### Provided data

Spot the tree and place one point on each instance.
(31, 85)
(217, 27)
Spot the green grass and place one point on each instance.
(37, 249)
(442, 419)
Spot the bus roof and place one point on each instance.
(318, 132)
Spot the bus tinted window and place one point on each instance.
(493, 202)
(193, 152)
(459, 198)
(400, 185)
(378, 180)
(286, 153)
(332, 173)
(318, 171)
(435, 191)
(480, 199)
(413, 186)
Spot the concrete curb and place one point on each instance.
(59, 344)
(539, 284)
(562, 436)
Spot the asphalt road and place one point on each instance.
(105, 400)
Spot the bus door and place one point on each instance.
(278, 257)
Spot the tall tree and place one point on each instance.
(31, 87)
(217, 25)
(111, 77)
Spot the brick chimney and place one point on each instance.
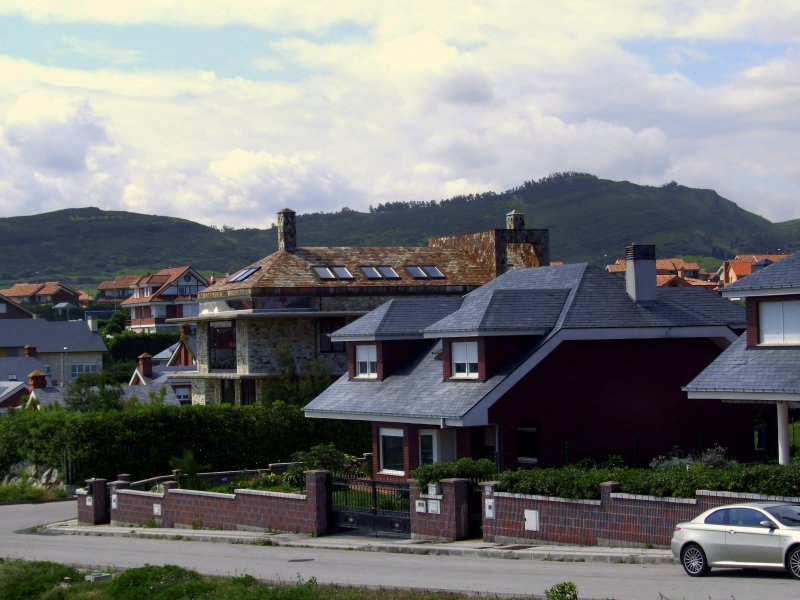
(146, 364)
(640, 272)
(515, 220)
(37, 380)
(287, 230)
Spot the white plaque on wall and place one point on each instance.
(531, 520)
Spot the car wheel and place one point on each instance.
(694, 560)
(793, 562)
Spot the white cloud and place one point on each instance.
(435, 99)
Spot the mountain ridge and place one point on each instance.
(590, 220)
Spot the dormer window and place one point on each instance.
(779, 322)
(367, 361)
(464, 358)
(424, 272)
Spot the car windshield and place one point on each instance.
(787, 514)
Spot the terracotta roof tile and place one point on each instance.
(295, 269)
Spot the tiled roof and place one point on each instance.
(577, 296)
(20, 290)
(49, 336)
(779, 275)
(740, 369)
(294, 269)
(121, 282)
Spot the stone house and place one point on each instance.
(541, 366)
(292, 300)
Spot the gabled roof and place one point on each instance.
(780, 277)
(121, 282)
(50, 336)
(550, 304)
(164, 279)
(398, 318)
(754, 372)
(294, 270)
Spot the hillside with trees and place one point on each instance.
(590, 219)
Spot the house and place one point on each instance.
(117, 290)
(291, 300)
(742, 265)
(761, 367)
(67, 348)
(9, 309)
(43, 294)
(169, 294)
(541, 367)
(168, 370)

### Problem requirements
Copy each line above exactly, with no images.

### Exercise result
Spot the tree and place one point on each instance.
(31, 85)
(217, 27)
Spot the green grass and place one point on each instance.
(37, 249)
(442, 419)
Spot the bus roof and place one point on each instance.
(318, 132)
Spot the bus tinted window and place one point on each instance.
(493, 202)
(193, 152)
(459, 198)
(400, 185)
(378, 180)
(286, 153)
(332, 173)
(318, 171)
(435, 191)
(480, 199)
(413, 186)
Spot the concrete curb and place one point on each instance.
(59, 344)
(539, 284)
(562, 436)
Spot the asphalt road and place one point on each instance.
(105, 400)
Spot the bus door and place one point on each instance.
(278, 257)
Spot the tall tree and place one point on each instance.
(31, 87)
(217, 25)
(111, 77)
Spot the brick chimney and place one point on each instance.
(146, 364)
(640, 272)
(515, 220)
(37, 380)
(287, 230)
Spot the white plaque on wall and place one point on each instance.
(531, 520)
Spot the car wheel and place one point on each instance.
(694, 560)
(793, 562)
Spot the white cloud and place one point on each instance.
(435, 99)
Spot the mountain ridge and place one point on each instance.
(590, 220)
Spot the dormer window and place one point on each instance.
(779, 322)
(367, 361)
(464, 358)
(424, 272)
Spot the car windshield and place one point on each instance.
(787, 514)
Spot the terracotta roof tile and place one point on each instance.
(295, 269)
Spot the tiled roof and place one point on each instance.
(577, 296)
(20, 290)
(49, 336)
(779, 275)
(740, 369)
(294, 269)
(121, 282)
Spot the stone house and place one point on each instance.
(541, 366)
(292, 300)
Spot the gabled roof and place one point on each instance.
(780, 277)
(121, 282)
(50, 336)
(550, 304)
(164, 279)
(398, 318)
(754, 372)
(294, 270)
Spot the hillside with trees and place one point on each instance.
(590, 219)
Spot the house and place one point on each instance.
(117, 290)
(291, 300)
(742, 265)
(761, 367)
(67, 348)
(9, 309)
(43, 294)
(169, 294)
(541, 367)
(168, 370)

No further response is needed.